### [Exercise]
The complete data, repeated exactly, should form your response.

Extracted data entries
-- Opening Marker --

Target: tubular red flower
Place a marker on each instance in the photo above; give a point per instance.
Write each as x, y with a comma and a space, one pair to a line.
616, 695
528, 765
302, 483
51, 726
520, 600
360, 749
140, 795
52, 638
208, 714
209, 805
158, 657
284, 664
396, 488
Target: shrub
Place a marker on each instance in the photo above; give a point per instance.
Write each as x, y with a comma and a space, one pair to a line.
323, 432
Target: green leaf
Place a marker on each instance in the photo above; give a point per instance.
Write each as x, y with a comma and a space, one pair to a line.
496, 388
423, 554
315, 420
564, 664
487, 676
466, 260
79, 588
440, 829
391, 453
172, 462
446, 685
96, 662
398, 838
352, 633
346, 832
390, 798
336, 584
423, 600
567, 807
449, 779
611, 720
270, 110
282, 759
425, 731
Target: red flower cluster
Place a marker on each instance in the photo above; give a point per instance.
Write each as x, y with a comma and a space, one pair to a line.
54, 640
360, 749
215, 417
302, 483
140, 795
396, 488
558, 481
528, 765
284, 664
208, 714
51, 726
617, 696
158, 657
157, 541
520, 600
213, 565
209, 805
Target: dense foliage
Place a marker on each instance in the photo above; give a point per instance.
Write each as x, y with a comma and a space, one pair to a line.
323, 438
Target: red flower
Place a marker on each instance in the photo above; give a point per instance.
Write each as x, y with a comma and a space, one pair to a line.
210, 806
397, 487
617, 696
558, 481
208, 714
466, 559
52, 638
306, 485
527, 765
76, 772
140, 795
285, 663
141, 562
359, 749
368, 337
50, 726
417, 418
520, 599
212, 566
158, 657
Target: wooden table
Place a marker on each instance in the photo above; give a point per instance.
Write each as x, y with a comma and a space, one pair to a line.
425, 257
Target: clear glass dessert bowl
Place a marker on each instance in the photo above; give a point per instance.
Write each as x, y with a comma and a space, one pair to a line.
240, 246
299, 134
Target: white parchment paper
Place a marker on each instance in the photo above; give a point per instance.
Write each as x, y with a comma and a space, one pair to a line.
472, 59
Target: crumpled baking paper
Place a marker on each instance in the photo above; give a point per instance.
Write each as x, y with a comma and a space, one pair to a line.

-- Closing Marker --

### [Answer box]
Target: tubular red flower
Place a marker on each instance in the photo above; give a point per instance.
Write each as x, y with a comma and a space, one pair to a line.
616, 695
528, 765
302, 483
51, 726
520, 600
360, 749
140, 795
52, 638
208, 714
209, 805
158, 657
284, 664
396, 488
Target: shrub
Place a marker on each instance in the photo above; give a point per instance.
Write each as x, y with a comma and a space, one pair to a line.
323, 432
Target: green leaf
Place a marker on each instance in the photo above; give a point per instance.
Write each as x, y with a comma and a space, one pair to a line.
496, 388
423, 554
315, 420
564, 664
487, 676
466, 260
79, 588
440, 829
391, 453
172, 462
446, 685
96, 662
398, 838
352, 633
346, 832
390, 798
336, 584
423, 600
567, 807
449, 779
611, 720
270, 110
282, 759
425, 731
Target: red flower cluster
Place a marker on each instance in the photo above; give a point per instance.
Write each as x, y with a comma and a space, one pair to a line.
54, 640
360, 749
215, 417
302, 483
140, 795
396, 488
558, 481
528, 765
284, 664
208, 714
51, 726
617, 696
158, 657
157, 541
520, 600
213, 565
209, 805
Target: dense foliage
Place a marker on each instance in the photo above; give a point per instance.
Write each as x, y with a comma and a space, one pair to a line.
323, 438
Target: red flower
Place a marker on each instance in the photo above; give a point per instance.
Write each as x, y with a comma and a space, one pair to a line.
210, 806
397, 487
617, 696
558, 481
208, 714
466, 559
52, 638
306, 485
527, 765
76, 772
140, 795
285, 663
141, 562
359, 749
368, 337
50, 726
417, 418
520, 599
212, 566
158, 657
Target: wooden table
Place a marker on each instance in the photo above; give a point per instance.
Write each as x, y with a comma and a space, one pair to a line.
425, 257
Target: clear glass dessert bowl
Place a marker on each instance in the photo above; give a point per instance.
Write each as x, y with a comma and a space, one pair to a line.
240, 246
299, 134
Target: white parchment paper
Place a marker on each instance in the photo above; give a point per instance.
Write each as x, y with a comma and a space, one pair to a line.
472, 59
Target: crumpled baking paper
Place a marker on each instance in the photo above; give a point per instance.
Write each as x, y with a comma and a space, one pair to a line.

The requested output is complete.